#### Stored items from a collection:
*-*-*

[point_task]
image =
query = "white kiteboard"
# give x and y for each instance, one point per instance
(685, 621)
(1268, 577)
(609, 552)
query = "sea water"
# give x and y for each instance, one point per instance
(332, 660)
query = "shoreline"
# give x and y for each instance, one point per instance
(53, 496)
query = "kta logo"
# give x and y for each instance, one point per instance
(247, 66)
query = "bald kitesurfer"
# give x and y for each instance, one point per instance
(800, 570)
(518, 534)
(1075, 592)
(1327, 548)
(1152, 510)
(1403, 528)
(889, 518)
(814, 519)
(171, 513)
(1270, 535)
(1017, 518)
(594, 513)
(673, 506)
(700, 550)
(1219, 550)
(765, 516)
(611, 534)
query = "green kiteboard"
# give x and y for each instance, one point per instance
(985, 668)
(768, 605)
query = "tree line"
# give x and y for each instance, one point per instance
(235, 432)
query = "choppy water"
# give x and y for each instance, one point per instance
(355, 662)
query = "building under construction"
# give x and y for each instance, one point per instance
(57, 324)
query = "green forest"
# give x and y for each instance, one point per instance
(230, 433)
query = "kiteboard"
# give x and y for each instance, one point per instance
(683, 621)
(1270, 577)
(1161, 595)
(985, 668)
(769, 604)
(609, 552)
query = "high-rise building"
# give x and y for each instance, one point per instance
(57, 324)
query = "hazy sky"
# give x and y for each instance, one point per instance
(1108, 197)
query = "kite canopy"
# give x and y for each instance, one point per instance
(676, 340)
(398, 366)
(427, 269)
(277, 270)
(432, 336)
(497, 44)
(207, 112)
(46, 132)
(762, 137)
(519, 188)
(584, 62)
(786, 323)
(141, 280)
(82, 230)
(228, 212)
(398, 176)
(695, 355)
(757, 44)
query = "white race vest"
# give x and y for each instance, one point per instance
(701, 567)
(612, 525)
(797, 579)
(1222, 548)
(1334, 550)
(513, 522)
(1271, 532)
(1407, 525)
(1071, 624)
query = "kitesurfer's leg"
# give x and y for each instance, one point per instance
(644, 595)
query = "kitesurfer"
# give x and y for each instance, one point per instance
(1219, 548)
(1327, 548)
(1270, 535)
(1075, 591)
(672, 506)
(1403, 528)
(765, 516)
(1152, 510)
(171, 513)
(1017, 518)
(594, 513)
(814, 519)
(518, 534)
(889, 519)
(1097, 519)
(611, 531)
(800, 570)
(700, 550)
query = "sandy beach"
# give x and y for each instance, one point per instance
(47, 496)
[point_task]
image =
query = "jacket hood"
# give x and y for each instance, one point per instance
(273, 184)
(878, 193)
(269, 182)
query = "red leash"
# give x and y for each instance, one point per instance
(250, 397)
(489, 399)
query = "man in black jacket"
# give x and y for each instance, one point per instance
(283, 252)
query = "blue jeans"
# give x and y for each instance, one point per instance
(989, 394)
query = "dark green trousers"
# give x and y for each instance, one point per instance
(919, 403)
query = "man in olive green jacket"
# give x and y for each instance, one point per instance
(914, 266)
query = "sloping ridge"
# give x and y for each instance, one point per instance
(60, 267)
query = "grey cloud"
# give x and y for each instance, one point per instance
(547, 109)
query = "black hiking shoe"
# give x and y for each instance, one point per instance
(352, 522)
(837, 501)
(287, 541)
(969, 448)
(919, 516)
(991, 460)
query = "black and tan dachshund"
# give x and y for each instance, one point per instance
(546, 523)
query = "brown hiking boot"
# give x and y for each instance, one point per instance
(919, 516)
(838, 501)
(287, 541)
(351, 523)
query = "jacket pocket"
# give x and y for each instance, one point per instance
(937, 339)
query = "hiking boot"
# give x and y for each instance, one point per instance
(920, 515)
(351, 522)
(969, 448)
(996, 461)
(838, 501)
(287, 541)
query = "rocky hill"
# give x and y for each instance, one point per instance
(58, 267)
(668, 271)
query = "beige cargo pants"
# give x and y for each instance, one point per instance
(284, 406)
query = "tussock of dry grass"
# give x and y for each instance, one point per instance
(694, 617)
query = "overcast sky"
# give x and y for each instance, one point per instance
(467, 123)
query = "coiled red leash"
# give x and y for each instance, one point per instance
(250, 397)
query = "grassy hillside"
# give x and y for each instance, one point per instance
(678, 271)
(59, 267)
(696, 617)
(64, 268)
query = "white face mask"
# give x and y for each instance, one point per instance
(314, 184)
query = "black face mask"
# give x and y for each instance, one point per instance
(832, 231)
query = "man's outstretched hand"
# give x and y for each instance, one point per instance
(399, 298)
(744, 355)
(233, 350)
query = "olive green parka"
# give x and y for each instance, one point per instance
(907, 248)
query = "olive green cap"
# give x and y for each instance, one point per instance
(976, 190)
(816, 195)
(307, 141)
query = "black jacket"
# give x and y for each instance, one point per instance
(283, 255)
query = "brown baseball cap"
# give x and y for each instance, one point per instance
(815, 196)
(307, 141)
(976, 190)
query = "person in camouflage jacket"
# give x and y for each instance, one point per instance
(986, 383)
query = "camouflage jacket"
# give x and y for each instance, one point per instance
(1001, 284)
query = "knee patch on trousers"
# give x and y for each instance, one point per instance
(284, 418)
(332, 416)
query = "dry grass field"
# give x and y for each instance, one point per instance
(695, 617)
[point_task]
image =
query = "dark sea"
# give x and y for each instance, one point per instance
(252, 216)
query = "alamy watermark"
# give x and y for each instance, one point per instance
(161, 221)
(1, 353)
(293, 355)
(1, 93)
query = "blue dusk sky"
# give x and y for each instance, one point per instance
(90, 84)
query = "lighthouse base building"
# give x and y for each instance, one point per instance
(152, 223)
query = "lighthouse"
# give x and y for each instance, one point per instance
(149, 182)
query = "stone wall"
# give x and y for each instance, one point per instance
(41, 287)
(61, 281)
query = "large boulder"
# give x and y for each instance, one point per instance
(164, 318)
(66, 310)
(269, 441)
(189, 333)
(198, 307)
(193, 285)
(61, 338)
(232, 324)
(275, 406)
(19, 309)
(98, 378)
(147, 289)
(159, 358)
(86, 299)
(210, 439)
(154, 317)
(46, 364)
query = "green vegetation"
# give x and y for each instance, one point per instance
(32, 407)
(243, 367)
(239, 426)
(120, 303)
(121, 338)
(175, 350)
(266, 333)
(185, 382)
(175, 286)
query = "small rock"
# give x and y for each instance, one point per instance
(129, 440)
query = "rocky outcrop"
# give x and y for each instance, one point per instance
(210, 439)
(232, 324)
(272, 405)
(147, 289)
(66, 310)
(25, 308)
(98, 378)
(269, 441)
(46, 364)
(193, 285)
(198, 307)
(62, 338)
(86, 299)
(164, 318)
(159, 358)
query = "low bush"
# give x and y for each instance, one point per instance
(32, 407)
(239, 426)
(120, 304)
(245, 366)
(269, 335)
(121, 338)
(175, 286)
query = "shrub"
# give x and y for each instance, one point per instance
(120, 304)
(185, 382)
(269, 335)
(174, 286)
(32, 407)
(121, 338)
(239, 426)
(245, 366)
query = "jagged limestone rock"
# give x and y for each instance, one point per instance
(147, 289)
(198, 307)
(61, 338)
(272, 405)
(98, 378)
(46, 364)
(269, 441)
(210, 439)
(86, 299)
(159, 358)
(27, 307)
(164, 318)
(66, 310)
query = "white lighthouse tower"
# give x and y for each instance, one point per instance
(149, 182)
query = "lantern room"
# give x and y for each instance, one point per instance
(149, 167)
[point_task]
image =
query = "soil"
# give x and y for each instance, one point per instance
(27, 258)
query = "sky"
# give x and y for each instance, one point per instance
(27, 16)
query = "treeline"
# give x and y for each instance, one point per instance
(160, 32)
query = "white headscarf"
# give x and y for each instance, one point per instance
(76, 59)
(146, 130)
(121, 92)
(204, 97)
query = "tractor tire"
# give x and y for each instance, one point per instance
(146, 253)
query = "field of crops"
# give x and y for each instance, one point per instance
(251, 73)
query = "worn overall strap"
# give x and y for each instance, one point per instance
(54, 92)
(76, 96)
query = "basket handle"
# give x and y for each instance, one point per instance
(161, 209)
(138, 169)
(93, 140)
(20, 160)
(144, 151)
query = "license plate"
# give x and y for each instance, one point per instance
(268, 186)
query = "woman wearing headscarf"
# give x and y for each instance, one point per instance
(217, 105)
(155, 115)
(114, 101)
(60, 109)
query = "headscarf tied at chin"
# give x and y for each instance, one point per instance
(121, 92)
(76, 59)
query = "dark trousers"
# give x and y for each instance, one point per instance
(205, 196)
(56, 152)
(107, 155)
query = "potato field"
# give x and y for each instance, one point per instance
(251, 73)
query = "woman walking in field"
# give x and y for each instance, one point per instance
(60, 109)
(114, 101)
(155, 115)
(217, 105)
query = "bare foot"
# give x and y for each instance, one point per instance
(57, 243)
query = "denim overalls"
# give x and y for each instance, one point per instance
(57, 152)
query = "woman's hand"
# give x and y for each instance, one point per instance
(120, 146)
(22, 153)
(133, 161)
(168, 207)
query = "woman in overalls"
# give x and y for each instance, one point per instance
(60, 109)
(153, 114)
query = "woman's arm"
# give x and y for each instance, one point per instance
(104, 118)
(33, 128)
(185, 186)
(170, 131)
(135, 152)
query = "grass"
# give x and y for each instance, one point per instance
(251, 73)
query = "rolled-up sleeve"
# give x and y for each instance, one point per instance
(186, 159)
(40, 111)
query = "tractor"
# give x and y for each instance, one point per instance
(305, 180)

*-*-*

#### YOUR INSTRUCTIONS:
Rewrite the records starting with the first line and going on through the line with "(1071, 624)", replacing "kiteboard" with "board" and leaving everything else unchanged.

#### THE COMPLETED TASK:
[point_task]
image =
query = "white board"
# give x and y for each instance, one point per instance
(685, 621)
(1268, 577)
(609, 552)
query = "sea water"
# give x and y for each instance, one point per instance
(332, 660)
query = "shoreline"
# give x and y for each instance, one point per instance
(53, 496)
query = "kta logo"
# give x and y for each instance, one point per instance
(247, 66)
query = "bald kitesurfer"
# give x and y for each instance, one point per instance
(800, 570)
(518, 534)
(1075, 592)
(1327, 548)
(1152, 510)
(1403, 528)
(889, 518)
(814, 519)
(171, 513)
(1270, 535)
(1017, 518)
(594, 513)
(673, 506)
(700, 550)
(1219, 550)
(765, 516)
(611, 534)
query = "green board"
# give x and y for each instance, one point per instance
(985, 668)
(768, 605)
query = "tree line"
# give x and y for each instance, one point per instance
(235, 432)
query = "choppy water"
# give x and y for each instance, one point per instance
(355, 662)
query = "building under construction"
# give x and y for each instance, one point per instance
(57, 324)
query = "green forest"
# give x and y for each instance, one point per instance
(230, 433)
query = "board"
# give x and y for each instance, one point per instance
(683, 621)
(1270, 577)
(1161, 595)
(985, 668)
(769, 604)
(609, 552)
query = "high-rise building"
# give x and y for each instance, one point per instance
(57, 324)
query = "hazy sky"
# give x and y for each instance, one point per instance
(1108, 197)
query = "kite canopy"
# give x and y for each instance, one point per instance
(676, 340)
(398, 366)
(427, 269)
(277, 270)
(432, 336)
(497, 44)
(207, 112)
(46, 132)
(762, 137)
(519, 188)
(584, 62)
(786, 323)
(141, 280)
(82, 230)
(228, 212)
(398, 176)
(695, 355)
(757, 44)
query = "white race vest"
# give x and y for each instance, one point per instance
(701, 567)
(612, 525)
(797, 579)
(1222, 548)
(1334, 550)
(513, 522)
(1271, 532)
(1407, 525)
(1071, 624)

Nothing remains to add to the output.